Your instructions >> Write the records out again, keeping each line exactly as it is.

───── Raw records ─────

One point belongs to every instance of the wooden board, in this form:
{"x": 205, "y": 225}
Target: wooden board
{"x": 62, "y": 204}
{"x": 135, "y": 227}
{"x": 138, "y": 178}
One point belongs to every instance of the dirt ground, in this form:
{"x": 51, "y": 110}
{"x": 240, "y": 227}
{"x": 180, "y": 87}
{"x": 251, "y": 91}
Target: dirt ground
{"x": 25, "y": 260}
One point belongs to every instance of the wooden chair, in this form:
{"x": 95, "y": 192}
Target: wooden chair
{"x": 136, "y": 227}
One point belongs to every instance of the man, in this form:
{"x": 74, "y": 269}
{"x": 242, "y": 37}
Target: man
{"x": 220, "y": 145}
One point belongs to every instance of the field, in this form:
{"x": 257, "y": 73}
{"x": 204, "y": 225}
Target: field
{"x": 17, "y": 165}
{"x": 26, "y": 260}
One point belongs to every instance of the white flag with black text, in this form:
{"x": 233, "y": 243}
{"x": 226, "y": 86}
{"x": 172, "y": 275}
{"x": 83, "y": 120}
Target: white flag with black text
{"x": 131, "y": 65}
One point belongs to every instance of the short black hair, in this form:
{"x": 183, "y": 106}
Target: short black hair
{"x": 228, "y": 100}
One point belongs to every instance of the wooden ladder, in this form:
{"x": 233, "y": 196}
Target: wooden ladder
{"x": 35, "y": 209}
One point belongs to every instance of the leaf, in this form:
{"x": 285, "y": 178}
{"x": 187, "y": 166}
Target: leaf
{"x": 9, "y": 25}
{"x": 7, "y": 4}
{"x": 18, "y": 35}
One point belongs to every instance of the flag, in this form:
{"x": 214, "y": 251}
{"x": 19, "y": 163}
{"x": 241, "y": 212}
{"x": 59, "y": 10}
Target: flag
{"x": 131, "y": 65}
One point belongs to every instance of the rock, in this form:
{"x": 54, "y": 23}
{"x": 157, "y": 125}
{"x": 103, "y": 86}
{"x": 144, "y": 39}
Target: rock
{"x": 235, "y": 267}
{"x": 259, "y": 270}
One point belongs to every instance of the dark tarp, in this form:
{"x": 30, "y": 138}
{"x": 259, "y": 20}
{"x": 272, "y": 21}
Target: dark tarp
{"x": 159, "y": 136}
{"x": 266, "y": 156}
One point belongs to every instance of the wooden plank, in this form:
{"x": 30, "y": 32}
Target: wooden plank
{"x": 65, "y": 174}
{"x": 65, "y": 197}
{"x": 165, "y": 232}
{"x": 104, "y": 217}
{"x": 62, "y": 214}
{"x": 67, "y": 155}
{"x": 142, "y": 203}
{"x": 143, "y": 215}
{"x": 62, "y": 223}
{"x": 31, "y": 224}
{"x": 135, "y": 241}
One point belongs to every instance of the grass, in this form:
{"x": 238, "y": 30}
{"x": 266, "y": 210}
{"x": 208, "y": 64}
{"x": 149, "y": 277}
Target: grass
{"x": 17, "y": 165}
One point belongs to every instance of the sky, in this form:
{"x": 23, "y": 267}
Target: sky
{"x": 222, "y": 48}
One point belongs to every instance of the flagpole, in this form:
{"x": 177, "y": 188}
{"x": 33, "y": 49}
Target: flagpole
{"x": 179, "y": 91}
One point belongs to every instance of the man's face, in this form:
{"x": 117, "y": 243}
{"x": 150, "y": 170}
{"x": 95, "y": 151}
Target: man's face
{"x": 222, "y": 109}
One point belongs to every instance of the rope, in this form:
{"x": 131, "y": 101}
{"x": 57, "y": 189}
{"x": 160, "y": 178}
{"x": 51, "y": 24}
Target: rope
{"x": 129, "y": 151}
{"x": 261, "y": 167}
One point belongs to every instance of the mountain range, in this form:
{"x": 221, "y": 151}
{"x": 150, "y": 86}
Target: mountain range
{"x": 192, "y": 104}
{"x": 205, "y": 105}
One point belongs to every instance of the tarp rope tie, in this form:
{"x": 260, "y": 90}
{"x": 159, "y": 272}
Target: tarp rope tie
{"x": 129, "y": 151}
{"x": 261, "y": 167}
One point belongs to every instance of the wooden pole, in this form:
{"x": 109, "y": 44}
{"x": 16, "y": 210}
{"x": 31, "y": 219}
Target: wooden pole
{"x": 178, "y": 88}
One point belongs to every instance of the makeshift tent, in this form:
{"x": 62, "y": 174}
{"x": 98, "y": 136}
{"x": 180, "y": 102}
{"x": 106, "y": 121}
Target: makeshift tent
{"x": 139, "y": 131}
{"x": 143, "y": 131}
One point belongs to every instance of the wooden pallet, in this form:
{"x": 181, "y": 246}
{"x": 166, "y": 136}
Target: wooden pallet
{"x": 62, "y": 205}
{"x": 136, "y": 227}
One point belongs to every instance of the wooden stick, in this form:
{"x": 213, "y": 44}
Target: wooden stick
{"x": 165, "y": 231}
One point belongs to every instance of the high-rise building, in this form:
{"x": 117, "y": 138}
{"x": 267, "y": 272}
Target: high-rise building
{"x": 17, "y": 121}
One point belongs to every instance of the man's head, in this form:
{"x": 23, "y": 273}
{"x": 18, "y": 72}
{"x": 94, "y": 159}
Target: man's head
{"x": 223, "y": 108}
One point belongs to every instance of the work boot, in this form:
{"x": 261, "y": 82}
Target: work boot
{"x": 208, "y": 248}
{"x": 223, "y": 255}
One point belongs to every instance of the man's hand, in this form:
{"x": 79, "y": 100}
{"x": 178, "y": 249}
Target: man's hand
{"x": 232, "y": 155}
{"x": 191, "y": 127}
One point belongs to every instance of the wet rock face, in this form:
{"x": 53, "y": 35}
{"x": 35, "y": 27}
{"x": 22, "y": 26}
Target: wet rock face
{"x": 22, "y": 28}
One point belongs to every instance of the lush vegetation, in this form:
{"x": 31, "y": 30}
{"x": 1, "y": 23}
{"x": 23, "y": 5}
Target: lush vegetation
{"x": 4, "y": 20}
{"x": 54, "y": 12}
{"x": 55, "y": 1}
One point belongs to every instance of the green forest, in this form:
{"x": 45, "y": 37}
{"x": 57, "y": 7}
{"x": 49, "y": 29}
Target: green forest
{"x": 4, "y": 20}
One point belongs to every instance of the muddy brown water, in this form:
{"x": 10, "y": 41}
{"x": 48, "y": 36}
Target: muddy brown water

─────

Output >>
One point belongs to every instance of the wooden board, in this form:
{"x": 205, "y": 225}
Target: wooden board
{"x": 62, "y": 204}
{"x": 135, "y": 227}
{"x": 138, "y": 178}
One point belongs to every instance of the dirt ground, in this form:
{"x": 51, "y": 110}
{"x": 240, "y": 227}
{"x": 180, "y": 87}
{"x": 251, "y": 91}
Target: dirt ground
{"x": 25, "y": 260}
One point belongs to every instance of the wooden chair, in this form:
{"x": 95, "y": 192}
Target: wooden chair
{"x": 136, "y": 227}
One point belongs to every instance of the man, in this form:
{"x": 74, "y": 269}
{"x": 242, "y": 37}
Target: man
{"x": 220, "y": 145}
One point belongs to every instance of the field, in this form:
{"x": 257, "y": 73}
{"x": 204, "y": 225}
Target: field
{"x": 17, "y": 165}
{"x": 26, "y": 260}
One point belongs to every instance of the white flag with black text, in this form:
{"x": 233, "y": 243}
{"x": 226, "y": 86}
{"x": 172, "y": 275}
{"x": 83, "y": 120}
Target: white flag with black text
{"x": 131, "y": 65}
One point belongs to every instance of the short black hair, in this form:
{"x": 183, "y": 106}
Target: short black hair
{"x": 228, "y": 100}
One point belongs to every instance of the wooden ladder, in this form:
{"x": 233, "y": 196}
Target: wooden ladder
{"x": 35, "y": 209}
One point belongs to every instance of the leaf, in this form:
{"x": 285, "y": 178}
{"x": 187, "y": 166}
Target: leaf
{"x": 9, "y": 25}
{"x": 7, "y": 4}
{"x": 18, "y": 35}
One point belongs to every instance of the flag, in this form:
{"x": 214, "y": 251}
{"x": 19, "y": 163}
{"x": 241, "y": 212}
{"x": 59, "y": 10}
Target: flag
{"x": 131, "y": 65}
One point belongs to every instance of the rock, in this form:
{"x": 54, "y": 23}
{"x": 157, "y": 125}
{"x": 103, "y": 86}
{"x": 144, "y": 39}
Target: rock
{"x": 235, "y": 267}
{"x": 259, "y": 270}
One point belongs to every instance of the dark tarp, in this form:
{"x": 30, "y": 138}
{"x": 259, "y": 20}
{"x": 272, "y": 21}
Target: dark tarp
{"x": 159, "y": 136}
{"x": 266, "y": 156}
One point belongs to every instance of the wooden plank, in this form:
{"x": 30, "y": 32}
Target: wooden plank
{"x": 65, "y": 174}
{"x": 65, "y": 197}
{"x": 165, "y": 232}
{"x": 104, "y": 217}
{"x": 62, "y": 214}
{"x": 67, "y": 155}
{"x": 142, "y": 203}
{"x": 143, "y": 215}
{"x": 62, "y": 223}
{"x": 31, "y": 224}
{"x": 135, "y": 241}
One point belongs to every instance of the grass, in this form:
{"x": 238, "y": 30}
{"x": 266, "y": 210}
{"x": 208, "y": 64}
{"x": 149, "y": 277}
Target: grass
{"x": 17, "y": 165}
One point belongs to every instance of the sky, in this form:
{"x": 23, "y": 267}
Target: sky
{"x": 222, "y": 48}
One point belongs to every instance of the flagpole, in this form:
{"x": 177, "y": 188}
{"x": 33, "y": 49}
Target: flagpole
{"x": 179, "y": 91}
One point belongs to every instance of the man's face, in this form:
{"x": 117, "y": 243}
{"x": 150, "y": 170}
{"x": 95, "y": 151}
Target: man's face
{"x": 222, "y": 109}
One point belongs to every instance of the rope, in this form:
{"x": 131, "y": 101}
{"x": 57, "y": 189}
{"x": 160, "y": 178}
{"x": 51, "y": 24}
Target: rope
{"x": 129, "y": 151}
{"x": 261, "y": 167}
One point belongs to every instance of the mountain range, in this form:
{"x": 221, "y": 151}
{"x": 150, "y": 86}
Target: mountain range
{"x": 192, "y": 104}
{"x": 205, "y": 105}
One point belongs to every instance of the tarp rope tie, in this form:
{"x": 260, "y": 90}
{"x": 159, "y": 272}
Target: tarp rope tie
{"x": 129, "y": 151}
{"x": 261, "y": 167}
One point belongs to every instance of the wooden pole, in this form:
{"x": 109, "y": 44}
{"x": 16, "y": 210}
{"x": 31, "y": 219}
Target: wooden pole
{"x": 178, "y": 88}
One point belongs to every instance of the makeshift tent, in this form:
{"x": 62, "y": 174}
{"x": 98, "y": 136}
{"x": 180, "y": 102}
{"x": 106, "y": 121}
Target: makeshift tent
{"x": 139, "y": 131}
{"x": 143, "y": 131}
One point belongs to every instance of the wooden pallet, in this form:
{"x": 181, "y": 246}
{"x": 166, "y": 136}
Target: wooden pallet
{"x": 62, "y": 205}
{"x": 136, "y": 227}
One point belongs to every instance of the wooden stick, in this form:
{"x": 213, "y": 44}
Target: wooden stick
{"x": 165, "y": 231}
One point belongs to every instance of the high-rise building, in this form:
{"x": 117, "y": 138}
{"x": 267, "y": 272}
Target: high-rise building
{"x": 17, "y": 121}
One point belongs to every instance of the man's head, in this form:
{"x": 23, "y": 273}
{"x": 18, "y": 72}
{"x": 94, "y": 159}
Target: man's head
{"x": 223, "y": 108}
One point belongs to every instance of the work boot, in this form:
{"x": 261, "y": 82}
Target: work boot
{"x": 208, "y": 248}
{"x": 223, "y": 255}
One point belongs to every instance of the man's hand, in this form:
{"x": 79, "y": 100}
{"x": 178, "y": 249}
Target: man's hand
{"x": 232, "y": 155}
{"x": 191, "y": 127}
One point belongs to every instance of the wet rock face, in this form:
{"x": 53, "y": 35}
{"x": 35, "y": 27}
{"x": 22, "y": 26}
Target: wet rock face
{"x": 22, "y": 28}
One point belongs to every instance of the lush vegetation, in this form:
{"x": 31, "y": 30}
{"x": 1, "y": 23}
{"x": 23, "y": 5}
Target: lush vegetation
{"x": 4, "y": 20}
{"x": 54, "y": 12}
{"x": 55, "y": 1}
One point belongs to every instance of the green forest, in this form:
{"x": 45, "y": 37}
{"x": 57, "y": 7}
{"x": 49, "y": 29}
Target: green forest
{"x": 4, "y": 20}
One point belongs to every instance of the muddy brown water, in this form:
{"x": 10, "y": 41}
{"x": 48, "y": 36}
Target: muddy brown water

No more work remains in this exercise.